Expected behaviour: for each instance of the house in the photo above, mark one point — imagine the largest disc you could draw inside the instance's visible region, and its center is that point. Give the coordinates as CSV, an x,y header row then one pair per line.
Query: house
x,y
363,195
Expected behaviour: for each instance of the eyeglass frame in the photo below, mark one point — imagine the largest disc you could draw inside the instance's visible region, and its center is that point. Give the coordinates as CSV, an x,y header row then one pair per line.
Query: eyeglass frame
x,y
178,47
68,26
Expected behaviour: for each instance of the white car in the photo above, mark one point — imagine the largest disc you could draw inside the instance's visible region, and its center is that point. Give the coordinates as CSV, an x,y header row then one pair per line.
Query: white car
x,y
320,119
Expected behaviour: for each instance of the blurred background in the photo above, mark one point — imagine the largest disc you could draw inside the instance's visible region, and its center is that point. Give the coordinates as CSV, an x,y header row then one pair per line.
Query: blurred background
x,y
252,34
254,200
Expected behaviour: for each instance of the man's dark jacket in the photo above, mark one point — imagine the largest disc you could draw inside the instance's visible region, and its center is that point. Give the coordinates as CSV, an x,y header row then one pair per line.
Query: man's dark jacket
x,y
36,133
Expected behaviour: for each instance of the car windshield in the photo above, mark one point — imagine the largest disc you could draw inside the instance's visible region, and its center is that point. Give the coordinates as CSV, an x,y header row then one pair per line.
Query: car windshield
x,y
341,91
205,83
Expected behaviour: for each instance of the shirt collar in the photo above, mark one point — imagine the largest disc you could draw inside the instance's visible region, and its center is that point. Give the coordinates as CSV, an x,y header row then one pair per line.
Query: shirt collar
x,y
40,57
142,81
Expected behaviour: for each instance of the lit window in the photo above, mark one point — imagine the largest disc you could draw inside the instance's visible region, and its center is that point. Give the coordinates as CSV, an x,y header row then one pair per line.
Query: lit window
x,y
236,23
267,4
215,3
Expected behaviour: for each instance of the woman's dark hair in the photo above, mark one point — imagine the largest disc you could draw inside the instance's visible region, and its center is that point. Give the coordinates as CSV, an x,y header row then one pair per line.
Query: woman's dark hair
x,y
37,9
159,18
***
→ Problem requirements:
Restate every entry above word for word.

→ Exercise response:
Expected behaviour: for each instance of the house in the photo above, mark one point — imagine the largest disc you could draw inside the instance's visible region, and its center is that point. Give the coordinates as CSV, an x,y header row then one pair per line.
Query: house
x,y
363,195
Expected behaviour: for each instance of the eyeglass frame in the photo below, mark one point — imagine the largest disc you could draw inside the instance's visible region, and its center is that point. Give the coordinates as CSV, an x,y header row then one pair per line.
Query: eyeglass frame
x,y
178,47
68,26
Expected behaviour: for each instance of the white car in the photo above, mark one point — imagine the largest disc you could draw inside the instance's visible region, and its center is that point. Give the coordinates as CSV, an x,y header row then one pair per line.
Query: white car
x,y
320,119
Expected behaviour: for each instance of the blurred background in the photo above, mark one point — imagine the largest disc you could draw inside the instance's visible region, and its center is that point. Give the coordinates as CSV, an x,y header row then one pair per line.
Query: blurred background
x,y
252,34
254,200
Expected behaviour: for each instance of the man's dark jacket in the photo above, mark one point — imagine the largest disc you could draw inside the instance's visible region, and its center is that point. Give the coordinates as CSV, an x,y header row then one pair per line.
Query: man's dark jacket
x,y
36,133
Expected behaviour: for each instance of the car windshield in the photo above, mark one point — imagine the largest disc you could draw inside the instance's visible region, and its center is that point. Give the coordinates as CSV, an x,y header row then one pair per line.
Query: car windshield
x,y
341,91
205,83
Expected behaviour: for each instance of the shirt collar in the photo above, mark one point — imagine the largest disc you could draw inside the instance's visible region, and its center is that point. Give the coordinates as CSV, an x,y header row then one pair per line.
Query: shirt collar
x,y
40,57
142,81
Expected behaviour: for each instance of the lit window in the photo above, mark one point — imagine the largest disc you could draw inside the instance's visible region, and its center is that point. Give the coordinates as CSV, an x,y header row then one pair per line.
Query: lit window
x,y
236,23
267,4
215,3
Expected behaviour: for each instance of the woman's dark hair in the photo above, mark one point — imagine the largest disc you could draw inside the instance's visible region, and its center is that point. Give the coordinates as CSV, an x,y header row then one pair per line.
Query: woman's dark hair
x,y
37,9
159,18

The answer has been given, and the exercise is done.